Exclude the pictures, then copy all remaining records exactly.

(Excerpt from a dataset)
****************************************

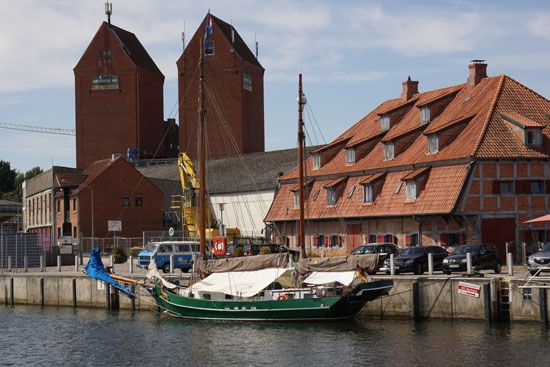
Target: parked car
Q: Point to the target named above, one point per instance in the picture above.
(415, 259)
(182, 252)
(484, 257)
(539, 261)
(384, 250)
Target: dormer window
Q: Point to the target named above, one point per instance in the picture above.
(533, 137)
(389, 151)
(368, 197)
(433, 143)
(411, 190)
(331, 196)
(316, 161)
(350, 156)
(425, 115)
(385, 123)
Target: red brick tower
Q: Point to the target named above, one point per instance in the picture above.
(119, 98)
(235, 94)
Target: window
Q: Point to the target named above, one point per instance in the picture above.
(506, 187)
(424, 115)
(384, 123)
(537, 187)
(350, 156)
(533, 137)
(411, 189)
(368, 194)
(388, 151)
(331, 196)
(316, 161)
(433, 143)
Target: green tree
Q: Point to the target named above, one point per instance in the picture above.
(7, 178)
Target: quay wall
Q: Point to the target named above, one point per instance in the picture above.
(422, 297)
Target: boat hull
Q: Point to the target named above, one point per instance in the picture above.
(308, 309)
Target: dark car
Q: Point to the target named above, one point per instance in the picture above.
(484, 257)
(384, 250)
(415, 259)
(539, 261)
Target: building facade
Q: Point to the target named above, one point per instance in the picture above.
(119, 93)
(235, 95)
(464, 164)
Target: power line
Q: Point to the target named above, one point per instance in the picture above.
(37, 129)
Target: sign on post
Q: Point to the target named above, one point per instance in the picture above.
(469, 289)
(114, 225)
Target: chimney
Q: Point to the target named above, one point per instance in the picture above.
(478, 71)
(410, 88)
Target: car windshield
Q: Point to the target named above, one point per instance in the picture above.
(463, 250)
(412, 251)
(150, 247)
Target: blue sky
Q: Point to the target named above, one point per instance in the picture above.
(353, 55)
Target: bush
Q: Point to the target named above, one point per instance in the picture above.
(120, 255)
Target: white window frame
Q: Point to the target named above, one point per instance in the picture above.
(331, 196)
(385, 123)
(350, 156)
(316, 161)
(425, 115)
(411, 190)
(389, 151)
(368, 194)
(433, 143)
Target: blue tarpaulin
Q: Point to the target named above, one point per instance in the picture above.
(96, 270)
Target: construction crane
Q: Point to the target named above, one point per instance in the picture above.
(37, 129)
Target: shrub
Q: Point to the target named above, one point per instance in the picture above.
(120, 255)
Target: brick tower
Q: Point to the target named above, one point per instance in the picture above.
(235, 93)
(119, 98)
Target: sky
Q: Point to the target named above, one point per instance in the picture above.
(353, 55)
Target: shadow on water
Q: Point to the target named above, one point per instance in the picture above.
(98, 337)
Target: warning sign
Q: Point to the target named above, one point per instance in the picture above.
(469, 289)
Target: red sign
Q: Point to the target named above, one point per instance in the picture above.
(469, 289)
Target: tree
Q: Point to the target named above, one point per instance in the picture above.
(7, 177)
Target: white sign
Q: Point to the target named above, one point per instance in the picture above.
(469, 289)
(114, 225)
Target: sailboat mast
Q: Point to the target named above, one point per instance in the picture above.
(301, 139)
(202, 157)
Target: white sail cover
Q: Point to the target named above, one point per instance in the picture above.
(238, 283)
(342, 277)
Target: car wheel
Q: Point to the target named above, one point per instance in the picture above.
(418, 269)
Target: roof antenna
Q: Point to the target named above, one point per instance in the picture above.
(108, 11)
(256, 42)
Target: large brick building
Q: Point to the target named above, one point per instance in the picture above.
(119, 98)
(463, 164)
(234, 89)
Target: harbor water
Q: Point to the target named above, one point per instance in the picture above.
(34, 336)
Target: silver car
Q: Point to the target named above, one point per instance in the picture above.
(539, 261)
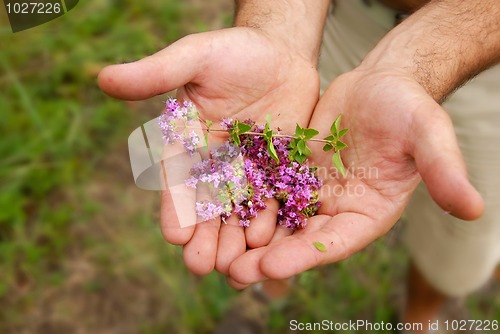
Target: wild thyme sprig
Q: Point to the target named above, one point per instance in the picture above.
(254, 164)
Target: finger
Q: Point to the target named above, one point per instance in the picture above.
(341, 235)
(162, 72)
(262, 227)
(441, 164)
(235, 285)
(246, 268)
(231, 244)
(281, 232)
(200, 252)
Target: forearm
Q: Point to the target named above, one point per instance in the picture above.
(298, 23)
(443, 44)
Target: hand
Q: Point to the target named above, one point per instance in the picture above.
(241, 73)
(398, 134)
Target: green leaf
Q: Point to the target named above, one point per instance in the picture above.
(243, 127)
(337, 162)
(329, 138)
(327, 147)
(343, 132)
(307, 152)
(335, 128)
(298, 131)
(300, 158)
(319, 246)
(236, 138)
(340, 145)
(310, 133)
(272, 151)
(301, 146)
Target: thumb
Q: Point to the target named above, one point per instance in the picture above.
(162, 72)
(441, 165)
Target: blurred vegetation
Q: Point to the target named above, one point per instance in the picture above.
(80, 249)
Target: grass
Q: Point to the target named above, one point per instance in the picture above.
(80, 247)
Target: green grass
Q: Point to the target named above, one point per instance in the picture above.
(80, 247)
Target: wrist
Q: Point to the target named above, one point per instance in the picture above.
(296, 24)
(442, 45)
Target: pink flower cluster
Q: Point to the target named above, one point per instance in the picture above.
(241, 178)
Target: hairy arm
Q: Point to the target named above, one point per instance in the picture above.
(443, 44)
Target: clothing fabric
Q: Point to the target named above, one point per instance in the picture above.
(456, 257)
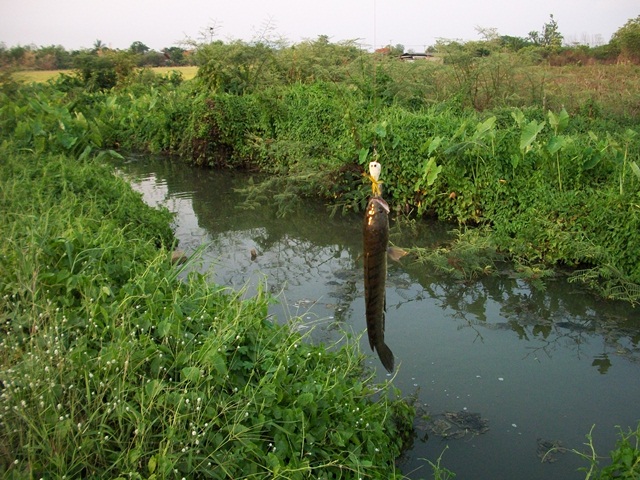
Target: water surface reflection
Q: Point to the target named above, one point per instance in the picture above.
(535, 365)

****************************************

# Written response
Target: parked car
Q: Point to the target named above, one point per instance in the picture above.
(415, 259)
(182, 252)
(484, 257)
(539, 261)
(384, 250)
Target: dormer window
Q: Point to the target named above, one point per instance in the picture above.
(533, 137)
(389, 151)
(368, 197)
(433, 143)
(411, 190)
(331, 196)
(316, 161)
(350, 156)
(425, 115)
(385, 123)
Target: red brick tower
Q: Point to the target named above, one point per instance in the picture above.
(119, 98)
(235, 94)
Target: window
Q: Point to the target named above, one point per instance in the picture above.
(506, 187)
(424, 115)
(384, 123)
(537, 187)
(350, 156)
(533, 137)
(411, 189)
(368, 194)
(388, 151)
(331, 196)
(316, 161)
(433, 143)
Target: green tree
Q: Point to the target named above, one point per instance in the picture above.
(7, 178)
Target: quay wall
Q: Point to the target named above, one point per instance in the picture above.
(422, 297)
Target: boat hull
Q: Point to the target named above, one point per instance in the picture above.
(308, 309)
Target: dark car
Q: Point to the target named above, one point per instance in the picture above.
(484, 257)
(384, 250)
(415, 259)
(539, 261)
Target: building facade
Q: Point to the target named above, one point per instance in the picture above.
(119, 93)
(235, 95)
(464, 164)
Target: power line
Q: Point to the target named above, one point per instance in the picture above.
(37, 129)
Target: sign on post
Q: Point to the target named above, one point per instance in the picture above.
(469, 289)
(114, 225)
Target: chimney
Q: Point to the target named above, one point per instance in the picture above.
(478, 71)
(410, 88)
Target: car windshield
Q: Point to the target named above, one point per instance in the picture above.
(463, 250)
(412, 251)
(150, 247)
Target: blue sky
Q: Point to the target named above, one point per instance in the picture above.
(353, 55)
Target: bush
Q: Point to the target named above, one point per instance in the picture above.
(120, 255)
Target: white window frame
Q: Point to the target named above, one point per instance in the picture above.
(331, 196)
(385, 123)
(350, 156)
(316, 161)
(425, 115)
(411, 190)
(389, 151)
(368, 194)
(433, 143)
Target: blue tarpaulin
Q: Point to the target named above, one point per instance in the picture above.
(96, 270)
Target: construction crane
Q: Point to the target named above, one point per instance in the picture above.
(37, 129)
Target: shrub
Q: Point to the target named above, one point per instance in the picture above.
(120, 255)
Target: brick tower
Q: Point to the target named above, one point per instance in the picture above.
(235, 93)
(119, 98)
Target: sky
Q: Point to the target named above, one point per instance in the picture above.
(353, 55)
Target: shadow on water
Q: Point to the target named above, one point per instance in the picture above.
(98, 337)
Target: warning sign
Q: Point to the target named above, one point per instance in the picture above.
(469, 289)
Target: red sign
Q: Point to the target named above, one point per instance in the picture above.
(469, 289)
Target: tree
Q: Point to the target named above, one point per instance in the picture above.
(7, 177)
Target: white sign
Q: Point to the target named above, one point per instance in the picture above.
(469, 289)
(114, 225)
Target: sailboat mast
Q: Point to the target named above, one point per instance in the picture above.
(301, 139)
(202, 157)
Target: white sail cover
Q: Point to the target named above, one point per instance in the picture above.
(238, 283)
(342, 277)
Target: car wheel
Q: Point to the target named above, one point per instance in the picture above.
(418, 269)
Target: roof antenna
Q: Point to the target named above, one point per instance in the picture above.
(108, 11)
(256, 42)
Target: large brick building
Q: Point to the target named above, one point per instance in the picture above.
(119, 98)
(463, 164)
(234, 89)
Target: harbor water
Q: Point to the target named above, one point per instance in the picture above.
(34, 336)
Target: silver car
Q: Point to the target named above, one point per instance in the picture above.
(539, 261)
Target: wild thyme sprig
Q: Point to the target named above, one point per instance in the picture above.
(254, 164)
Target: finger
Q: Point to the target named above, one point per instance in the picture above.
(341, 235)
(162, 72)
(262, 227)
(441, 164)
(235, 285)
(246, 268)
(231, 244)
(281, 232)
(200, 252)
Target: forearm
Q: Point to the target named above, one point per instance in the picture above.
(298, 23)
(443, 44)
Target: hand
Q: Point to the target named above, one point per instance in the picture above.
(241, 73)
(398, 134)
Target: green leaf
Q: Point to the target named above, one point per instance in the picture above.
(243, 127)
(337, 162)
(329, 138)
(327, 147)
(343, 132)
(307, 152)
(335, 128)
(298, 131)
(300, 158)
(319, 246)
(236, 138)
(340, 145)
(310, 133)
(272, 151)
(301, 146)
Target: thumb
Q: Point to the target named above, one point per instance in the picture above.
(162, 72)
(441, 165)
Target: blurred vegetation
Q: Point to the target named above, one point per instance in the picture above.
(80, 249)
Target: grass
Q: Point to the target named above, one point per instance in the picture above.
(80, 247)
Target: green grass
Q: Point to the target named above, one point per instance in the picture above.
(80, 247)
Target: wrist
Q: Point to the target named above, one point per instance in the picture above.
(296, 24)
(442, 45)
Target: pink flower cluster
Q: Point to the target named above, one point per instance in the picture above.
(241, 178)
Target: hairy arm
Q: Point to the target named above, one point per instance in the picture above.
(443, 44)
Target: clothing fabric
Q: Point to the target named above, one point per instance in the picture above.
(456, 257)
Target: water surface reflection
Q: Point to the target named above, one point per instance in the picture above.
(535, 365)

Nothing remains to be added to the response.